**TASK DIRECTIONS**
The data below is to be repeated in full, exactly as shown.

Collected data:
>>>>
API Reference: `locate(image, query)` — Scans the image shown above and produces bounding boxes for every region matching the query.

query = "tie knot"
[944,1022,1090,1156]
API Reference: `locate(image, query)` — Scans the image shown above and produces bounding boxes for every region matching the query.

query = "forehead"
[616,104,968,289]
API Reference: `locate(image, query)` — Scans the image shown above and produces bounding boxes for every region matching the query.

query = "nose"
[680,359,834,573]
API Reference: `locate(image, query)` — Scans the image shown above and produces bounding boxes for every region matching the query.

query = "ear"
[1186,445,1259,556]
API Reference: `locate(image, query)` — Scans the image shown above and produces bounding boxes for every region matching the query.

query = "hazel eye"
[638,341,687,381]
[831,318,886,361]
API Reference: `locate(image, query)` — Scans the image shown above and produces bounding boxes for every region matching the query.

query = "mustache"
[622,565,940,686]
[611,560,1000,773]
<<<<
**PROBLEM SOLUTION**
API Reference: `locate(image, query)` — Scans the image shown above and produces bounding boxes for every region matching the query.

query = "tie knot"
[944,1022,1090,1156]
API Reference: `locate(image, query)` — Scans the image shown above and produces bounding boxes for every region matching the query.

query = "forehead"
[616,104,968,289]
API Reference: `locate(image, query)` — Scans the image shown above and produces bounding boxes for every region matching the query.

query = "nose"
[680,359,834,573]
API Reference: `locate(image, query)` — Scans the image shown above and produces bounding boxes for every region matching the query.

query = "ear"
[1186,445,1259,556]
API Reference: `locate(image, query)` — Scans the image shown above and produces bounding boxes for every region matching the query.

query = "hazel eye"
[638,341,687,381]
[831,318,886,361]
API Reference: `locate(image, query)` — Scans the image shown above and produces bounding boxes for every region matching the query.

query = "mustache"
[622,565,940,686]
[611,560,1000,773]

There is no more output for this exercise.